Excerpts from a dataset
————————

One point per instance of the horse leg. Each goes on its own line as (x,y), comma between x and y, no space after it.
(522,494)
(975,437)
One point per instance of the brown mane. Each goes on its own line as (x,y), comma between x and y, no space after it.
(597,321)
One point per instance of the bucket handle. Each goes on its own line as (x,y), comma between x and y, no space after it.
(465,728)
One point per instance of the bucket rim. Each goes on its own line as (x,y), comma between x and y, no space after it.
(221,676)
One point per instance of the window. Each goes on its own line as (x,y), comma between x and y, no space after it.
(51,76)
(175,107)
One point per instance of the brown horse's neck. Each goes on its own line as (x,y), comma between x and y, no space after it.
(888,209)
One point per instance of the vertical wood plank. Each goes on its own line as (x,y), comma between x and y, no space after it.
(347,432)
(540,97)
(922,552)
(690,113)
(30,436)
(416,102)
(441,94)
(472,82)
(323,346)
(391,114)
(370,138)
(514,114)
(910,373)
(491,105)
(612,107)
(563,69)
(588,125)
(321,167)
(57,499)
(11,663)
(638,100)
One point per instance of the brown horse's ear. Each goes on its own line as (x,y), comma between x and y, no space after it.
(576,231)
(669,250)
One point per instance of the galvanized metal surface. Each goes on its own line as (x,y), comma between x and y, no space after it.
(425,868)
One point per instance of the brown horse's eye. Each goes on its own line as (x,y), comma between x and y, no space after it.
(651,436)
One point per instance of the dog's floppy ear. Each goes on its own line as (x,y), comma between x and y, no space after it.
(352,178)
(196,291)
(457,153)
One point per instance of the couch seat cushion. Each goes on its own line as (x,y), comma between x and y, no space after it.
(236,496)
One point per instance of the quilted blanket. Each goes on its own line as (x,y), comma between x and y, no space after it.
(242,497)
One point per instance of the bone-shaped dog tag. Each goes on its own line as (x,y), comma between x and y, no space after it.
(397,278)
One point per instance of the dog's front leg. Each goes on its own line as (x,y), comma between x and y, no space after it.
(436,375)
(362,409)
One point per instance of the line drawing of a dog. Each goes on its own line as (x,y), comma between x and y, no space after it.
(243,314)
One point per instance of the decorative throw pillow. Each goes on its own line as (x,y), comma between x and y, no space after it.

————————

Using the data above, return each line exactly as written.

One point per instance of the horse leg. Each goes on its own line as (x,y), comma between x and y, no space after it.
(522,494)
(975,437)
One point per instance of the brown mane. Each goes on its own line as (x,y), comma between x and y, no space after it.
(597,321)
One point per instance of the bucket handle. Each goes on its own line as (x,y), comma between x and y, no space after it.
(465,728)
One point per instance of the bucket rim. Each goes on its own line as (x,y), comma between x and y, no space after it.
(221,676)
One point per instance of the window. Each goes on its own line as (x,y), comma between x and y, no space after it.
(51,76)
(175,107)
One point per instance of the brown horse's neck. Each goes on its own line as (x,y), comma between x and y, no space after it.
(888,209)
One point per instance of the vertical wood plank. Each goes on its own line as (x,y), comma between x and y, no space after it.
(347,432)
(540,97)
(922,552)
(690,113)
(30,436)
(416,102)
(441,94)
(472,82)
(323,346)
(391,114)
(370,138)
(514,114)
(910,373)
(491,105)
(612,107)
(563,69)
(588,125)
(321,167)
(57,499)
(11,663)
(638,100)
One point per instance of the brown horse's ear. Each goes on its own line as (x,y), comma between x and y, no space after it.
(576,231)
(669,250)
One point per instance of the galvanized metal surface. Each goes on its own line as (x,y), comma between x and y, no space after it.
(425,868)
One point per instance of the brown horse's eye. Each goes on its own line as (x,y), comma between x and y, no space after it.
(651,436)
One point per instance of the dog's floppy ear. Each goes on its own line as (x,y), comma between x and y, no space after it.
(352,178)
(196,291)
(457,153)
One point per instance of the couch seat cushion. Each goes on its own line as (x,y), comma between x and y, no space after it.
(236,496)
One point per instance of the quilted blanket. Each goes on its own line as (x,y), comma between x and y, no space after it.
(242,497)
One point per instance of the bone-shaped dog tag. Each goes on its own line as (x,y), comma between x and y, no space after it.
(397,278)
One point per instance of the dog's front leg. Each goes on its own line as (x,y), comma between x and y, no space after it.
(436,375)
(362,409)
One point per instance of the line drawing of a dog. Each goes on its own line as (x,y), comma between x and y, no space after it.
(243,314)
One point per instance of the decorative throw pillow. Each goes on its own line as (x,y), comma between x and y, no space after it.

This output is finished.